Indeed, several essays in the book reduce social responsibility to acts of personal salvation. Robbie Conal notes his guerilla street postering is a way of venting pent-up frustration. Gunnar Swanson’s winding essay on plagiarism ultimately settles on the fact that plagiarism is bad because it makes the “spiritual act” of designing into a “mechanical” one. The one essay on architecture is heavy on spirituality, theology, and the ethics of building. I would put all of these things into broader context. On architecture, for instance, I would have included an essay on building green, on design for public and alternative transportation, or an introduction to urban planning. Instead, discussion of affordable, accessible housing is relegated to a single mention in a footnote.
A couple of the essays locate the construction of apathy and a-politicism in design schools and design education. McCoy notes that “most introductory graphic design courses are based on abstract formal exercises inherited from the Bauhaus and the classic Basel school projects.” Design is taught as a matter of forms, color, and spacing in a visual laboratory sealed off from the world at large. The question, then, is what would a progressive design curriculum look like? How does one teach political awareness?
One exercise is given by Anne Bush. Her students are asked to study similarities and differences between intended meaning and response. “The ultimate goal for students is to recognize that meaning is always the result of a range of cultural and social negotiations and the designer is not the sole determinant, but rather a participant in these dialogues.”
*****
**List of tasks:**
1 – Translate this sentence from the book review into Spanish: "Design is taught as a matter of forms, color, and spacing in a visual laboratory sealed off from the world at large."
2 – Pull out the passage of the book review starting at "A couple of" and ending at "teach political awareness?", word for word.

**Entries provided:**
*****
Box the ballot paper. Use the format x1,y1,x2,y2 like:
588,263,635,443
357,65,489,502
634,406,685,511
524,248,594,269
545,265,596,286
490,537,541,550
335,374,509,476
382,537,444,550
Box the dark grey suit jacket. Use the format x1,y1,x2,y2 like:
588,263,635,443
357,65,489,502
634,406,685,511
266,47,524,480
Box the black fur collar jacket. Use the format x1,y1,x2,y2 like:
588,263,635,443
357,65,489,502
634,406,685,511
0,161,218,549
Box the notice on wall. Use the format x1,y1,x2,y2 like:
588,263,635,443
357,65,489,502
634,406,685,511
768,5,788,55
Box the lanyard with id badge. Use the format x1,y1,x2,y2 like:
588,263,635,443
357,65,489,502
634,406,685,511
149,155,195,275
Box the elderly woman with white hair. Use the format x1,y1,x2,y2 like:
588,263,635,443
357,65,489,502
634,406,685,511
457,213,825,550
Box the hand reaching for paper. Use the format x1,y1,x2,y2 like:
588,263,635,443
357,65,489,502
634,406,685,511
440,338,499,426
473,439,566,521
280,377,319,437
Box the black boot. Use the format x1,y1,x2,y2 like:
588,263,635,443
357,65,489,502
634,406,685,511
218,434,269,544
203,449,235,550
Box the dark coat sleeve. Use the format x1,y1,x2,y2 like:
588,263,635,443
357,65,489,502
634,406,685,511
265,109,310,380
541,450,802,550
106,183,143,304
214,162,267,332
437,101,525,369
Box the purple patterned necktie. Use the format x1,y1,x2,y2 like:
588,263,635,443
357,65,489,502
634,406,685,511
*****
**Worked answers:**
1 – El diseño se enseña como una cuestión de formas, color y espaciado en un laboratorio visual aislado del mundo en general.

2 –
A couple of the essays locate the construction of apathy and a-politicism in design schools and design education. McCoy notes that “most introductory graphic design courses are based on abstract formal exercises inherited from the Bauhaus and the classic Basel school projects.” Design is taught as a matter of forms, color, and spacing in a visual laboratory sealed off from the world at large. The question, then, is what would a progressive design curriculum look like? How does one teach political awareness?